**Problem to solve:** Reproduce exactly the line that contains "389, row 525." and all lines that follow it in the records below, ending with the last one.

Referring expression pointing data:
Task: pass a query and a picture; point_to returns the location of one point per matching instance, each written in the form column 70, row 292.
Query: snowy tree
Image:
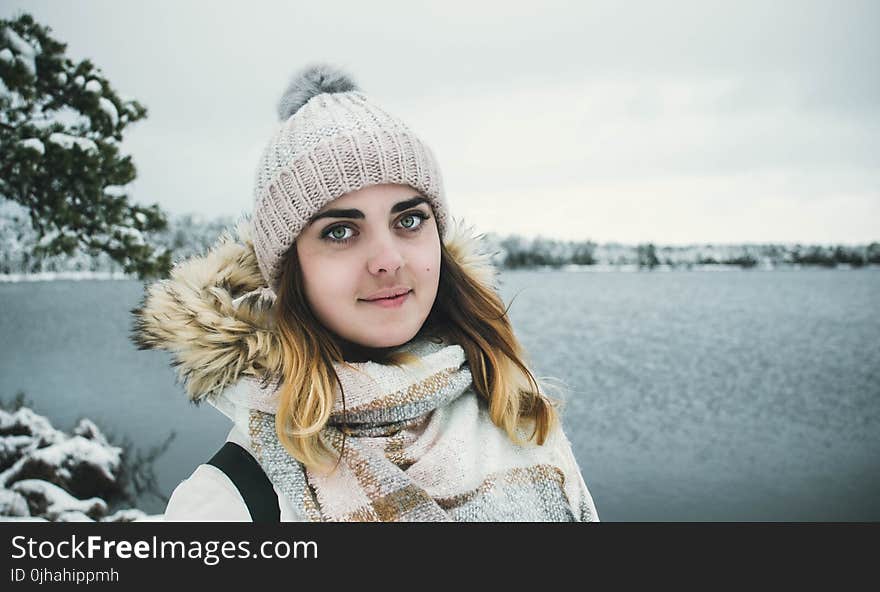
column 60, row 127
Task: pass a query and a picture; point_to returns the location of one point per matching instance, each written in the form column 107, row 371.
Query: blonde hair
column 465, row 312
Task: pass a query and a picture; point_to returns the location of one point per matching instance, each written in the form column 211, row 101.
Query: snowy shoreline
column 47, row 475
column 49, row 276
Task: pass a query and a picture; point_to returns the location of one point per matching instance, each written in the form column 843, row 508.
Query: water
column 691, row 395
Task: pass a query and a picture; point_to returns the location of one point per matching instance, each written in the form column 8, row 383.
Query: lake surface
column 728, row 395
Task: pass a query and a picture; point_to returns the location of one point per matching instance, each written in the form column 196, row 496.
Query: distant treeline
column 517, row 252
column 190, row 234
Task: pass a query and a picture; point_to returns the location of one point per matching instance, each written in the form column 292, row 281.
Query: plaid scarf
column 420, row 446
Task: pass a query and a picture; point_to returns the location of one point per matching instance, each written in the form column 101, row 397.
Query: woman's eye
column 411, row 222
column 417, row 219
column 338, row 233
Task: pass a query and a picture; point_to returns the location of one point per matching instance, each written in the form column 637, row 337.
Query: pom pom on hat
column 311, row 81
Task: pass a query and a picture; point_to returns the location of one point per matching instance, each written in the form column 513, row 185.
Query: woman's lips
column 390, row 302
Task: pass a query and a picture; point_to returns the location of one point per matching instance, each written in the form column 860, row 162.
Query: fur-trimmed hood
column 212, row 313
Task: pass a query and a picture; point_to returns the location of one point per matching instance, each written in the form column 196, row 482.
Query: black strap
column 250, row 479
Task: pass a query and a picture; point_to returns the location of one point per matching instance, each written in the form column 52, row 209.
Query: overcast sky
column 672, row 122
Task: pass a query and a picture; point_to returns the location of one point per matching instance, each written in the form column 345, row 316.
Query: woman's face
column 379, row 242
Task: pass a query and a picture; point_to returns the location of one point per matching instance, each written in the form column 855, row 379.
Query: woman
column 354, row 335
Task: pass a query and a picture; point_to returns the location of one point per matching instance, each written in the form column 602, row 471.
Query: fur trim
column 212, row 313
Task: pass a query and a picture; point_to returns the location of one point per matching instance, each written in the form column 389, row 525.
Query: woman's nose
column 386, row 255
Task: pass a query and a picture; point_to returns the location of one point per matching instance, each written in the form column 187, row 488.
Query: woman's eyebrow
column 354, row 213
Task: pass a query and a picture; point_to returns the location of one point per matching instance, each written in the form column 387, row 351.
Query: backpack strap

**Solution for this problem:**
Task: pass a query and a picture; point_to returns the location of one point per matching instance, each written in the form column 389, row 525.
Query: woman's nose
column 386, row 255
Task: pass a query and a picture; point_to returns the location of one point per matching instance, each written in the form column 187, row 488.
Query: woman's eyebrow
column 354, row 213
Task: pass a query and a picture; point_to returns the location of one point per matching instance, each written in the form column 387, row 351.
Query: backpack strap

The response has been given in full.